[Excerpts from a pointing dataset]
┄┄┄┄┄┄┄┄┄┄┄┄┄┄┄┄┄┄┄┄
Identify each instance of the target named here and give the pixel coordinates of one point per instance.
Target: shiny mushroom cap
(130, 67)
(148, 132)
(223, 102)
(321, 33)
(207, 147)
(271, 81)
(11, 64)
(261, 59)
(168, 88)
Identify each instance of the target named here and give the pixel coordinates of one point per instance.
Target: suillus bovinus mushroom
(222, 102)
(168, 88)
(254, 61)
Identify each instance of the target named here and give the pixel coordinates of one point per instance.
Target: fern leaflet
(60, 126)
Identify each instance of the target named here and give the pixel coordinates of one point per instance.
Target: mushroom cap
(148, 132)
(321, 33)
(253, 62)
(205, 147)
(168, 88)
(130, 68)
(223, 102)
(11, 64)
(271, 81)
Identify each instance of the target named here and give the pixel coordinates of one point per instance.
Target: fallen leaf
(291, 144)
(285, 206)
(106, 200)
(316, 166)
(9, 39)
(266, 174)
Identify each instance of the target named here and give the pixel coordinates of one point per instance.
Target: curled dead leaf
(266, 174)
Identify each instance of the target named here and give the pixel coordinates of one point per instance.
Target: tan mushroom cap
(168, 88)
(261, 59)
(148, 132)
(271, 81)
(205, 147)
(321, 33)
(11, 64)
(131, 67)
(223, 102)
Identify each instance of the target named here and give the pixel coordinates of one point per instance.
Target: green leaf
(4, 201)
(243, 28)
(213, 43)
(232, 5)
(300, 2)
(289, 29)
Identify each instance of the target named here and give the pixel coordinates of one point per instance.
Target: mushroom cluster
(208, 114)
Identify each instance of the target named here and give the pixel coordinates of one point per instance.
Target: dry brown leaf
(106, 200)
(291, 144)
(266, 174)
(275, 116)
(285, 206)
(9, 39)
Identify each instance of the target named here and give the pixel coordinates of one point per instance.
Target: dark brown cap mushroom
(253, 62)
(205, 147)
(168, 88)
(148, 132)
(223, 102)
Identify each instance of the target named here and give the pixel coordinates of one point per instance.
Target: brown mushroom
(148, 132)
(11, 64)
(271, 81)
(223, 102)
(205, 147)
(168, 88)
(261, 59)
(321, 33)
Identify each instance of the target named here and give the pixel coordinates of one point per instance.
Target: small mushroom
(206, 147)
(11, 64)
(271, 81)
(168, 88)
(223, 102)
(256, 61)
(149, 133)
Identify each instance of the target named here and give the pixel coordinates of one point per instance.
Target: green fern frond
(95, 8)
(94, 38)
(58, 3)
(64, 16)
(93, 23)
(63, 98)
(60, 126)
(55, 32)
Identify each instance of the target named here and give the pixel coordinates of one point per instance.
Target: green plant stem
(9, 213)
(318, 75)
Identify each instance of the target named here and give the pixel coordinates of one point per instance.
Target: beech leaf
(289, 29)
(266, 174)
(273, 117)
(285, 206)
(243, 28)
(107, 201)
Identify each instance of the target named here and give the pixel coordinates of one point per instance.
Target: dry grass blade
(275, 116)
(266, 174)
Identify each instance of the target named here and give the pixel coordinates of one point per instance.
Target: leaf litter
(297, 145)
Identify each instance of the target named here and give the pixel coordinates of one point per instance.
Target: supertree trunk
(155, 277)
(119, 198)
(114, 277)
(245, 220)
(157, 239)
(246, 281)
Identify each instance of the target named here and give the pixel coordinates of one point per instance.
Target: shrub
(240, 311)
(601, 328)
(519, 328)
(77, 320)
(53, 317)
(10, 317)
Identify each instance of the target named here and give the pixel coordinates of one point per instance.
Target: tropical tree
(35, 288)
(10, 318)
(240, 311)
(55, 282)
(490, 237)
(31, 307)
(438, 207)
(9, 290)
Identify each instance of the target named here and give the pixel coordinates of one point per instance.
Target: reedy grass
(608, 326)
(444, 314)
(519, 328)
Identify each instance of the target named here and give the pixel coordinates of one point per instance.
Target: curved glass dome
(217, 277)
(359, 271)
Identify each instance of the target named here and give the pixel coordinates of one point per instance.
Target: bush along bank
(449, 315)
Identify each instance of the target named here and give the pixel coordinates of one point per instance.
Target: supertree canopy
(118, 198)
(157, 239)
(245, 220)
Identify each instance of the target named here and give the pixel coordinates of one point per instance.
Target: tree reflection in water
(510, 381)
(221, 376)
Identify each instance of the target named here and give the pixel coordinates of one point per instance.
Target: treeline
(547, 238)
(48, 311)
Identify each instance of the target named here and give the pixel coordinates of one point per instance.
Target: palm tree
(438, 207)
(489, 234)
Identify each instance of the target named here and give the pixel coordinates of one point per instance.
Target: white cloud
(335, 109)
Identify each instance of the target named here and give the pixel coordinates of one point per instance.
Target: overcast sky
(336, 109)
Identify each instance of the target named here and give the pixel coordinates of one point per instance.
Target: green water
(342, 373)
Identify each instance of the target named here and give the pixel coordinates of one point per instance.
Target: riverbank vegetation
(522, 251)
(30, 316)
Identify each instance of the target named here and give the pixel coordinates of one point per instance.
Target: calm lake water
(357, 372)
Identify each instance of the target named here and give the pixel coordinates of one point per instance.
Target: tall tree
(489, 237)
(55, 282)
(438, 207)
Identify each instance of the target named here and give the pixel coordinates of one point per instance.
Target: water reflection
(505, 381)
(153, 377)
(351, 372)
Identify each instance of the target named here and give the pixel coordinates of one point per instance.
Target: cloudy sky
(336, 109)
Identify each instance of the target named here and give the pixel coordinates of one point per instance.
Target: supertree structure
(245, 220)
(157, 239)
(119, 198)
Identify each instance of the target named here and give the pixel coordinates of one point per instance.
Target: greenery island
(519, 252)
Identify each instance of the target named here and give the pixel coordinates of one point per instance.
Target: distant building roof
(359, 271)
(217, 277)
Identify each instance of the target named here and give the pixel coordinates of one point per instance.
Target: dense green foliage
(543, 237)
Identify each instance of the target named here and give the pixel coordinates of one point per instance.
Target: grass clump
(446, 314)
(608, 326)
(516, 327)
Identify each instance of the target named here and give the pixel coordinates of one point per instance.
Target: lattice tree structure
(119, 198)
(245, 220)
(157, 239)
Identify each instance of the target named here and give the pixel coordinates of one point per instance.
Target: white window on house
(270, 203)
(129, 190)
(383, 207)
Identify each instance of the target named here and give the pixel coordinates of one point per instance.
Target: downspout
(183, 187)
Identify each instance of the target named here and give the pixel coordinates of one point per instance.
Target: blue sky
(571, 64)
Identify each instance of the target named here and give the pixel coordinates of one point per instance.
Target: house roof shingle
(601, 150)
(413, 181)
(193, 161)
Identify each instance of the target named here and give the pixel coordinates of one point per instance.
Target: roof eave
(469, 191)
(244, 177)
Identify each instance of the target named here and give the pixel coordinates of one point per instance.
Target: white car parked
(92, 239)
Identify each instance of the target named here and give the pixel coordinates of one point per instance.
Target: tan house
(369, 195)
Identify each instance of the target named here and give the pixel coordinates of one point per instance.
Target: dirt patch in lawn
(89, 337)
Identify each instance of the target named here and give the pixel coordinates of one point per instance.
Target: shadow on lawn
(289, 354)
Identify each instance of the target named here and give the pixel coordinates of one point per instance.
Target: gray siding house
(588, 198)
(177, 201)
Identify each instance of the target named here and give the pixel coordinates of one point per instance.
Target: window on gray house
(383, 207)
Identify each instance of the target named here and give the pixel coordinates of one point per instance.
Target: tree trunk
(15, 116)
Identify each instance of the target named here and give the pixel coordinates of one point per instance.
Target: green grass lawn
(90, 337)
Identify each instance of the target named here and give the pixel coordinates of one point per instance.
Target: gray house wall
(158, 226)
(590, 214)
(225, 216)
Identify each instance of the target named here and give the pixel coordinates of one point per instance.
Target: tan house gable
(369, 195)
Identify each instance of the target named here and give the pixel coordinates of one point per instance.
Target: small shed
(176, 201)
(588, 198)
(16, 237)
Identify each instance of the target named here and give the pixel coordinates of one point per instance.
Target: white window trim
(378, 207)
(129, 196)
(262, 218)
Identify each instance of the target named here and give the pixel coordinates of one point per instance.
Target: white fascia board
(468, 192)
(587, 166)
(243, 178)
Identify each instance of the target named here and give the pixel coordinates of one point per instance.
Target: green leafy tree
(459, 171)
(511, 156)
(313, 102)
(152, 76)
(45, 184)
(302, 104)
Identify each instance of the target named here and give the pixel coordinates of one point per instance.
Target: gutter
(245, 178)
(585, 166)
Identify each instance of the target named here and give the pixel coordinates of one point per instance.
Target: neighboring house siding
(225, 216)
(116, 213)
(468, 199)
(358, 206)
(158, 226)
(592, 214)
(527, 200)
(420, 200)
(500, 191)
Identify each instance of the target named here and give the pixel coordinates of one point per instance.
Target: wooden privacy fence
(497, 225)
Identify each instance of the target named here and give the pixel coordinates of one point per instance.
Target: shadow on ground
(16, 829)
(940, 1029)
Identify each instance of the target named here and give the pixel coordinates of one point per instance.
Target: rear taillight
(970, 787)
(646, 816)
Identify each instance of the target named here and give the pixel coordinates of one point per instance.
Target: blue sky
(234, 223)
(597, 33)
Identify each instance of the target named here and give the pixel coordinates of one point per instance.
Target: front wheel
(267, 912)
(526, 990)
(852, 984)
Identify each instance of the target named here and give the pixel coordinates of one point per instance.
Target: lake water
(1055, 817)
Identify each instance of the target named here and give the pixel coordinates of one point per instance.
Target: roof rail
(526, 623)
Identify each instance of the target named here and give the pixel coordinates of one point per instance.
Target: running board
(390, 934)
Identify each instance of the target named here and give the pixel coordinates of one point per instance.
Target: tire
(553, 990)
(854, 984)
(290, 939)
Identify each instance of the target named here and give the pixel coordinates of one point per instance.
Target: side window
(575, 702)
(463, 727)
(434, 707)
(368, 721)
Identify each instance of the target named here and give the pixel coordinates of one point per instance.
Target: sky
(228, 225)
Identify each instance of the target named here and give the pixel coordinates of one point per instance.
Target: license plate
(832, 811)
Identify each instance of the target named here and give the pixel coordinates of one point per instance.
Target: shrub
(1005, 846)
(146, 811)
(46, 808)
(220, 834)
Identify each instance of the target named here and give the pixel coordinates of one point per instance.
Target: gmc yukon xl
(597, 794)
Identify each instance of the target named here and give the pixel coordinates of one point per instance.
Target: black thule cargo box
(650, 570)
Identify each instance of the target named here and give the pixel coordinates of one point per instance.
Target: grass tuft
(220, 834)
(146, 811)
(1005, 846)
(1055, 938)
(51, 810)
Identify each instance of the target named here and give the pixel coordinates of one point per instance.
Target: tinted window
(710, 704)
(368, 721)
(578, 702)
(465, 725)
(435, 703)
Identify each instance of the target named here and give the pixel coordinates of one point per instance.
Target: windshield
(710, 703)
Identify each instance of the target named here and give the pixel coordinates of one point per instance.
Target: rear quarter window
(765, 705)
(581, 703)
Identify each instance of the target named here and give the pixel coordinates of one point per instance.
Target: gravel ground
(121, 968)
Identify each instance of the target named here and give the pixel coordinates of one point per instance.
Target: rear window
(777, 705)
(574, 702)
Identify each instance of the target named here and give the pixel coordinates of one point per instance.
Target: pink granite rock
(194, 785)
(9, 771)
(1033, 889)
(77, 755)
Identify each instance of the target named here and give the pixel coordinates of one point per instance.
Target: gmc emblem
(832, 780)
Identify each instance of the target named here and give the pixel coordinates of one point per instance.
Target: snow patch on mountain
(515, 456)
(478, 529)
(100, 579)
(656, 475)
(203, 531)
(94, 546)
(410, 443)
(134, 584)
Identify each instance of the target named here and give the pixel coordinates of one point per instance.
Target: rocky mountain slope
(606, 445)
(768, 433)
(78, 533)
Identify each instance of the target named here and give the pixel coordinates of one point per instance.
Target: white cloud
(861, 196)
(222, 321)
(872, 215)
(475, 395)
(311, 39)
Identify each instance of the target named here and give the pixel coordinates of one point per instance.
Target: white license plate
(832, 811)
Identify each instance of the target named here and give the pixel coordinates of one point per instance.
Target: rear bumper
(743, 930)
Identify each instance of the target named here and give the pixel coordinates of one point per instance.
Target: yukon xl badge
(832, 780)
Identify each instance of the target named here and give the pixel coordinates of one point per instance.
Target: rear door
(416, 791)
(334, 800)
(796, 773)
┄┄┄┄┄┄┄┄┄┄┄┄┄┄┄┄┄┄┄┄
Required task: Gather every line of the data above that contains the word "fern".

Exercise answer:
Target: fern leaflet
Target: green fern frond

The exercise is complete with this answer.